─── Page ───

FTI Consulting defines “Total Adjusted Segment EBITDA,” which is a non-GAAP financial measure, as the total of Adjusted Segment EBITDA for all segments, which excludes unallocated corporate expenses. FTI Consulting defines “Adjusted EBITDA,” which is a non-GAAP financial measure, as consolidated net income before income tax provision, other non-operating income (expense), depreciation, amortization of intangible assets, remeasurement of acquisition-related contingent consideration, special charges, goodwill impairment charges, gain or loss on sale of a business, and losses on early extinguishment of debt. FTI Consulting defines Adjusted EBITDA Margin as Adjusted EBITDA as a percentage of total revenues. FTI Consulting believes that the non-GAAP financial measures, which exclude the effects of remeasurement of acquisition-related contingent consideration, special charges and goodwill impairment charges, when considered together with its GAAP financial results and GAAP financial measures, provide management and investors with a more complete understanding of FTI Consulting’s operating results, including underlying trends. In addition, EBITDA is a common alternative measure of operating performance used by many of FTI Consulting’s competitors. It is used by investors, financial analysts, rating agencies and others to value and compare the financial performance of companies in FTI Consulting’s industry. Therefore, FTI Consulting also believes that these measures, considered along with corresponding GAAP financial measures, provide management and investors with additional information for comparison of its operating results with the operating results of other companies.

─── Dataset section ───

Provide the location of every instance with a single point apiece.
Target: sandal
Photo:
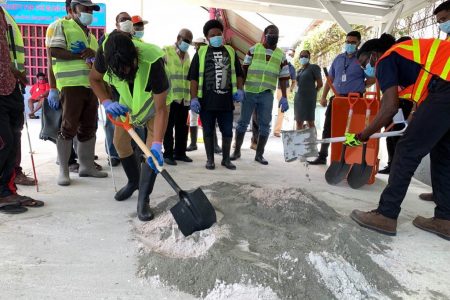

───

— Problem —
Write what comes next in the passage on FTI Consulting's non-GAAP financial measures, picking up after its last sentence.

— Exercise response —
 

1


FTI Consulting defines “Adjusted Net Income” and “Adjusted Earnings per Diluted Share” (“Adjusted EPS”), which are non-GAAP financial measures, as net income and earnings per diluted share, respectively, excluding the impact of remeasurement of acquisition- related contingent consideration, special charges, goodwill impairment charges, losses on early extinguishment of debt, non-cash interest expense on convertible notes and gain or loss on sale of a business. FTI Consulting uses Adjusted Net Income for the purpose of calculating Adjusted EPS. Management of FTI Consulting uses Adjusted EPS to assess total company operating performance on a consistent basis. FTI Consulting believes that these non-GAAP financial measures, when considered together with its corresponding GAAP financial results and GAAP financial measures, provides management and investors with an additional understanding of its business operating results, including underlying trends.

FTI Consulting defines “Free Cash Flow” as net cash provided by operating activities less cash payments for purchases of property and equipment. We believe this non-GAAP financial measure, when considered together with our GAAP financial results, provides management and investors with an additional understanding of FTI Consulting’s ability to generate cash for ongoing business operations and other capital deployment.

Non-GAAP financial measures are not defined in the same manner by all companies and may not be comparable with other similarly titled measures of other companies. Non-GAAP financial measures should be considered in addition to, but not as a substitute for or superior to, the information contained in FTI Consulting’s Consolidated Statements of Comprehensive Income. Reconciliations of Non-GAAP financial measures to the most directly comparable GAAP financial measures are included in the Quarterly Report on Form 10-Q for the three months and six months ended June 30, 2024 filed with the SEC on July 25, 2024.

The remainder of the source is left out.